→ What the task asks: Please recast the entries below as a two-column CSV headed entry_text,answer, with one row per entry and each value in double quotes with its line breaks replaced by spaces. Leave the pictures out.

→ Records for this task:
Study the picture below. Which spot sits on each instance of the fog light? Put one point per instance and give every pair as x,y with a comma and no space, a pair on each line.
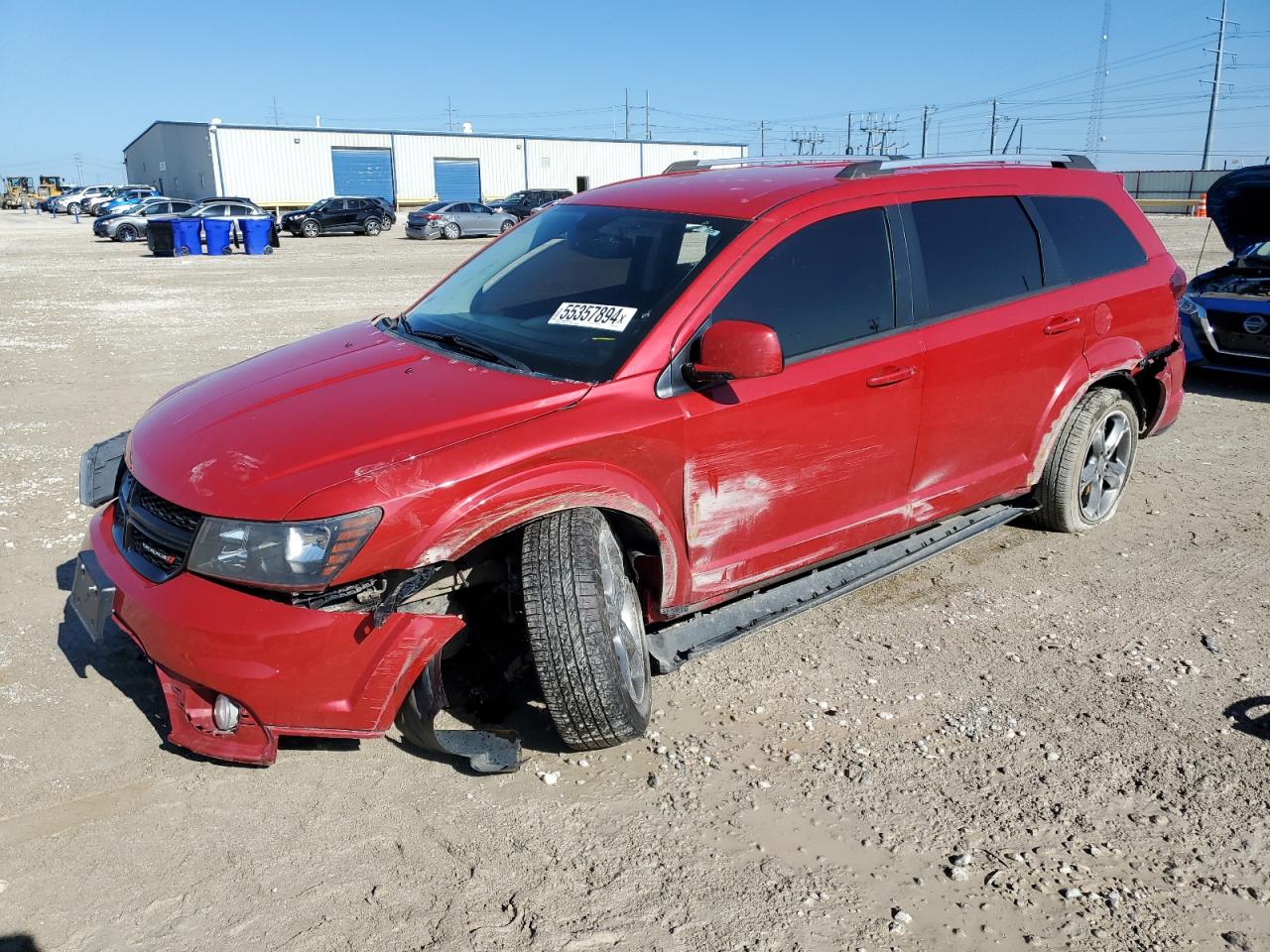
225,714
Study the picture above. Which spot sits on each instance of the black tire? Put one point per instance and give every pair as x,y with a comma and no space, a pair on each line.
585,629
1089,465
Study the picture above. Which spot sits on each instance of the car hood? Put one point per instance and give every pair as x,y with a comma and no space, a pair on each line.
1238,203
255,439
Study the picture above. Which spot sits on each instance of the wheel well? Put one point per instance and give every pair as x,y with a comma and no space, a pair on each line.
635,536
1132,391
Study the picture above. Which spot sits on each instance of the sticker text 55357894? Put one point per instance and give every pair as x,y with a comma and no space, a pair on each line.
599,316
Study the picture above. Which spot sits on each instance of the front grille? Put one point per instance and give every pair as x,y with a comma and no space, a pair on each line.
153,534
1232,338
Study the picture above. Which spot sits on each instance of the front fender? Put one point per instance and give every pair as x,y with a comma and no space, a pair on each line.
518,499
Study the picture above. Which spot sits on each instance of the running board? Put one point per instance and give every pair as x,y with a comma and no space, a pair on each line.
676,643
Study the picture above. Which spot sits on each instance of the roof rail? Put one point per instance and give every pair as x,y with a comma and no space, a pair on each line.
880,167
701,164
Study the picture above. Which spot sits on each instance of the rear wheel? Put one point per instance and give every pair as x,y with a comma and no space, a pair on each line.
585,630
1088,467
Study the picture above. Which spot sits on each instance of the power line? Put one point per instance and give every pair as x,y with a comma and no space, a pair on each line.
1219,56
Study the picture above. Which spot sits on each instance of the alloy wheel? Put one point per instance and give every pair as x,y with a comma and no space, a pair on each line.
1106,466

→ Solution to this task:
entry_text,answer
"Study the picture below. Which spot sits on each instance of the fog light? Put one point per instance and give every pair as x,y with a comma and no space, a pair on each line.","225,714"
"Study the picture above. Which spot sits on each instance of the black tire? Put one point per instance and give every pair as x,y with a comma and no space, a pair on each line.","585,629 1089,465"
"Study the picture above. Which spot sits on each instance of the car hood? Put one point per instance and give every pair as x,y with a comma and no space, a pair on each line.","1238,203 255,439"
"Study the picture above. Which spot sits on each instance of the wheel well? Put one point per instance and give every pair as x,y with a comma and no space, a pair on each line.","635,536 1132,391"
"Study the picture above. Which spot sits on each instance of the sticker text 55357894? Put one point per instance and give every pair as x,y with a comma and no space, a pair on each line.","599,316"
"Study the picture above. Which spot sits on each instance of the front grille? Put one point per instance and give every pair as x,y with a comma and no space, a pair on each line.","153,534 1232,338"
"Study the picture above. Which spot sits on each instance of the front fender? Put one point per instance and give every pair as x,y with a comma and no space, a pair on each line.","518,499"
"Study the picture above. Which spot sits on each instance of the running board? Put one point per instance and give every pair as x,y with a comma and no space, a pair on each line.","676,643"
"Study the picture above. Which spot sits on each instance of the roof rail? Put one point per instance and give every pair as x,y with a comma and no space, a pair on each line.","880,167 701,164"
"Study the picture above. Which spot sits on each instance of the rear wheel? Put one point per instance and give every pair as x,y with a comma and no space, a pair on each line.","585,630 1088,467"
"Study the picture above. Which spot sits on each instance of the power line? Put one point per instance and give every pair as x,y with a comma and no space, a pair on each line.","1219,56"
"Study the picture above. Which spot sits on each instance of the alloy wheel? Put one point per instance and give every pair as x,y with a comma and no space, a pair on each line.","1106,466"